## What you are asked to do
Reproduce every one of the items below word for word, leaving the pictures out of your output.

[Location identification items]
= = = =

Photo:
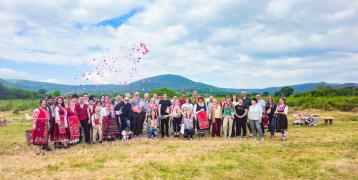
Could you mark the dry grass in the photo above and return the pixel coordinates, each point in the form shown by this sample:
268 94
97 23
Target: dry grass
324 152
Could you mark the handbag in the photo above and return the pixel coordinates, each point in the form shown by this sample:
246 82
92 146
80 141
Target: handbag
182 128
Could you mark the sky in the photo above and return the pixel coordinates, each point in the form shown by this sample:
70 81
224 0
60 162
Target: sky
226 43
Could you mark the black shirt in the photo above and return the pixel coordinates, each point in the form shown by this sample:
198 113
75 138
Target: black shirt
273 108
240 109
164 105
247 102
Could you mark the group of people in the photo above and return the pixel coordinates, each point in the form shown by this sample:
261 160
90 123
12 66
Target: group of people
66 122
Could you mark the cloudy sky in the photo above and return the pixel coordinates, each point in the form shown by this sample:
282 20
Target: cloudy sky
237 43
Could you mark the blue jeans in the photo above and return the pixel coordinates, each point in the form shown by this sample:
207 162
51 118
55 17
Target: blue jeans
272 124
151 132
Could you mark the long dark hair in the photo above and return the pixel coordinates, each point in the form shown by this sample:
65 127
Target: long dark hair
63 102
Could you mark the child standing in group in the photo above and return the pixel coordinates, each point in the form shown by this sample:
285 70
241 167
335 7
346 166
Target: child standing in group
96 121
126 134
188 121
152 127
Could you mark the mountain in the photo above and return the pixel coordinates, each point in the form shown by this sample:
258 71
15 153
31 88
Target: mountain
170 81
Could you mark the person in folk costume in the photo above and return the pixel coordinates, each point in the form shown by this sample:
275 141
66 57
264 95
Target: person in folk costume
40 125
73 129
104 113
188 123
151 124
241 119
50 108
195 97
209 103
187 106
74 98
96 121
216 118
125 113
82 112
281 118
201 107
85 98
103 100
65 102
137 106
153 107
176 114
228 116
270 113
60 125
113 124
164 110
91 110
247 103
255 118
182 99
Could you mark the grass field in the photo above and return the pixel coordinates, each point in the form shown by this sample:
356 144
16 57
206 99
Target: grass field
324 152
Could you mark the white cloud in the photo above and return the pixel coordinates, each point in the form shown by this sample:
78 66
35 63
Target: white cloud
7 73
226 43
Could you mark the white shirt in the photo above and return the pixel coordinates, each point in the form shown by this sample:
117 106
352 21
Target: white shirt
255 112
284 111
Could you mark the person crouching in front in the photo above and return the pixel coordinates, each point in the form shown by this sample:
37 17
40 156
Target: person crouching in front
96 121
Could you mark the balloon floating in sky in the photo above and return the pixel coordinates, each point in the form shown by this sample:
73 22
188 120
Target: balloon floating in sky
116 65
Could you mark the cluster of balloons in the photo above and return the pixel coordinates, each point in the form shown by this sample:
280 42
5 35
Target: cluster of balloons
115 66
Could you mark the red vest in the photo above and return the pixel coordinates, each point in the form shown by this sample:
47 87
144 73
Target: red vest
82 112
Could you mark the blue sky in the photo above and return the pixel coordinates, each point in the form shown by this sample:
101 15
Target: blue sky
230 43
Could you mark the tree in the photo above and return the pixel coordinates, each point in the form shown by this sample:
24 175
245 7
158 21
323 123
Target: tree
285 91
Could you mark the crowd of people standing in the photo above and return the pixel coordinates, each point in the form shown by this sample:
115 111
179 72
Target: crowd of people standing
66 122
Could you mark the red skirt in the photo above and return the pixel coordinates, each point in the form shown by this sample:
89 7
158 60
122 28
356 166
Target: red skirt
59 131
39 135
105 125
73 131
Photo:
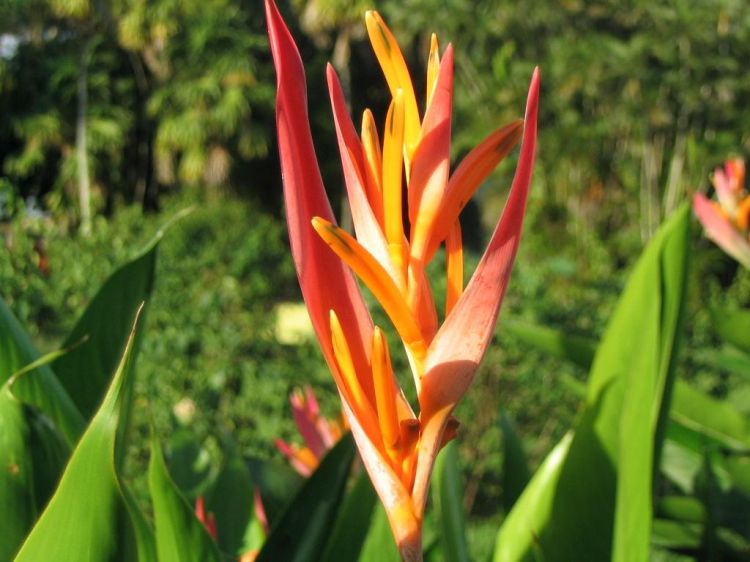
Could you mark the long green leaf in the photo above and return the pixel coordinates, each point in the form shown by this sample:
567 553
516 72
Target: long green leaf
691 407
16 475
352 523
29 474
104 328
41 388
448 501
87 519
733 326
301 532
180 537
380 545
278 483
601 499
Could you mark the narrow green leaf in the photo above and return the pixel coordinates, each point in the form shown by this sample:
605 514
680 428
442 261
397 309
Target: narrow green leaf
516 472
231 501
190 465
39 388
600 507
715 418
86 519
103 328
448 502
578 349
353 521
180 537
16 475
278 483
733 326
300 533
517 538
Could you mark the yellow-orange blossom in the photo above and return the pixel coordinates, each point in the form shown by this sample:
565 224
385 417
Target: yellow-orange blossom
397 447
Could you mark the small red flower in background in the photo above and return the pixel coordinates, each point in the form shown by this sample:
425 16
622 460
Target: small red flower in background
319 433
726 221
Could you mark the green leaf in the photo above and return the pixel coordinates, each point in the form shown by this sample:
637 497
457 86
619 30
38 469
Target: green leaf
717 419
231 501
599 505
301 532
515 468
380 546
189 462
40 388
448 502
277 482
88 518
104 328
733 326
353 521
180 537
578 349
691 407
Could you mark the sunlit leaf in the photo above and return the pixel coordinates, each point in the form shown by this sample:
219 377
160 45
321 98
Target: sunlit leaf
88 518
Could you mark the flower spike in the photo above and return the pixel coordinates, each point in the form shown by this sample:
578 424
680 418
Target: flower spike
397 447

= = = =

## The completed task
Photo:
Could you mark the dry grass in the photo above and return the pixel coordinates, each point in the form shown by this sample:
268 94
97 23
Target: dry grass
324 152
Could you mark the handbag in the photo above and return the pixel coordinates, each point in the form shown by this sample:
246 82
92 146
80 141
Target: handbag
182 128
Could you mark the sky in the photo above and return the pixel coordinates, each point in the form shown by this sample:
70 81
224 0
60 162
Target: sky
226 43
Could you mark the black shirt in the photo above and return the pixel coordinates, each point in the form shown by this sample:
198 113
75 138
Target: black shirt
273 108
240 109
164 105
247 102
Could you mark the group of people in the photo above and return the pixel coordinates, each point in the form shown by this sample:
261 160
90 123
12 66
Target: group of people
66 122
Could you mark the cloudy sky in the photo above and return the pixel coordinates, each point in the form shown by this sample:
282 20
Target: cloudy sky
237 43
Could you mark the blue jeans in the photo above and return the pixel coordinates, each point in the form shown by this sample:
207 162
51 118
55 17
Target: blue jeans
272 124
151 132
Could you mark the long dark hair in the photo above and return the pixel coordinates, each point in the form shown by this sample:
65 127
Target: long dark hair
63 102
Could you mark the child standing in group in the photo above and return the pixel coordinates, each point in the form shown by this sample:
285 70
241 167
335 7
346 166
Target: child standing in group
96 121
126 134
188 121
152 127
Could you mark the mountain in the photo above and return the pixel coordinates, each point in the form shown by this sample:
258 71
15 153
31 88
Target: mountain
170 81
Could you mark the person in folk costume in the photo above and return the pixel coordinates, each point in the form shown by this sample:
275 141
66 57
264 95
Target: person in folk costume
40 125
73 129
104 113
188 123
151 124
241 119
50 108
195 97
209 103
187 106
74 98
96 121
216 118
125 113
82 112
281 118
201 107
85 98
103 100
65 102
137 106
153 107
176 114
228 116
270 113
60 125
113 124
164 110
91 110
247 103
255 118
182 99
Could you mark the grass field in the photo above and return the pixel coordinates, each point in the form shown by this sample:
356 144
16 57
206 99
Target: grass field
324 152
Could you mark the white cloud in the photo above and return the pixel coordinates, each point in the form shown by this sample:
78 66
35 63
Target: white cloud
7 73
226 43
Could you mark the white shirt in the photo above and return the pixel coordinates, each point in the form shown by this sample:
117 106
352 21
Target: white shirt
255 112
284 111
Could you mark the person crouching in front in the photo above and return the pixel coordinates, each point in the form shown by this sample:
37 17
40 156
Target: person crouching in front
96 121
Could you mark the balloon floating in sky in the photo above and return the pixel coordinates, each point in the form shown by this sample:
73 22
188 120
Target: balloon floating in sky
116 65
Could you mark the cluster of balloons in the photo above and return the pixel coordinates, each point in the form shown by this sample:
280 42
5 35
Target: cluster of balloons
115 66
Could you mark the red vest in the photo above and return the pixel coordinates, each point in the form shown by this sample:
47 87
144 73
Target: red vest
82 112
Could you mark the blue sky in the photo above and return the pixel coordinates, each point in the form shown by this sample:
101 15
Target: blue sky
230 43
Could you mark the tree in the photo above and return the pixel coordinates, each point in the form shown by this sample:
24 175
245 7
158 21
323 123
Target: tree
285 91
Could you mark the crowd of people standing in the photo above and return the pixel coordinates, each point in the form shown by this sample:
115 111
179 72
Target: crowd of people standing
66 122
Could you mark the red skirt in the photo above and return the pixel coordinates, each point in the form shown by this sample:
89 7
158 60
122 28
356 166
Target: red skirt
59 131
39 135
105 125
73 131
Photo:
Could you mark the long green leaf in the photo above and return the pixel coordinates, each point in the form shown by this sample:
567 553
516 72
Target: long green leaf
691 407
16 475
352 523
29 474
104 328
41 388
448 501
87 519
733 326
301 532
180 537
380 545
278 483
601 499
Could you mark the narrow green leaf in the photo above and return the pixel coordinates, each point in the form shown by this sample:
605 514
680 428
442 261
397 309
Target: narrow green leaf
516 472
231 501
190 465
39 388
600 507
715 418
86 519
103 328
448 502
578 349
353 521
180 537
16 475
278 483
733 326
300 533
517 538
Could you mark the yellow-orange blossom in the photo above and return the pixel coordinates, each point in the form shown by this sample:
565 224
385 417
Target: yellow-orange blossom
397 447
Could you mark the small red flower in background in the photo above and return the pixel coordinates, each point in the form shown by this sample:
425 16
622 460
Target: small red flower in background
319 433
726 221
Could you mark the green leaf in the photo above and return the pixel coordinates, each point in the form shown by this sample:
637 497
457 86
619 30
38 469
Target: green leaf
717 419
231 501
599 505
301 532
515 468
380 546
189 462
40 388
448 502
277 482
88 518
104 328
733 326
353 521
180 537
578 349
691 407
Could you mark the sunlit leaf in the photo above and return the pixel coordinates, each point in the form shown by this sample:
219 377
160 45
321 98
Target: sunlit leaf
88 518
Could you mark the flower spike in the photo above and return the pixel coordinates, each point in the form shown by this sample:
578 424
680 418
Target: flower spike
397 447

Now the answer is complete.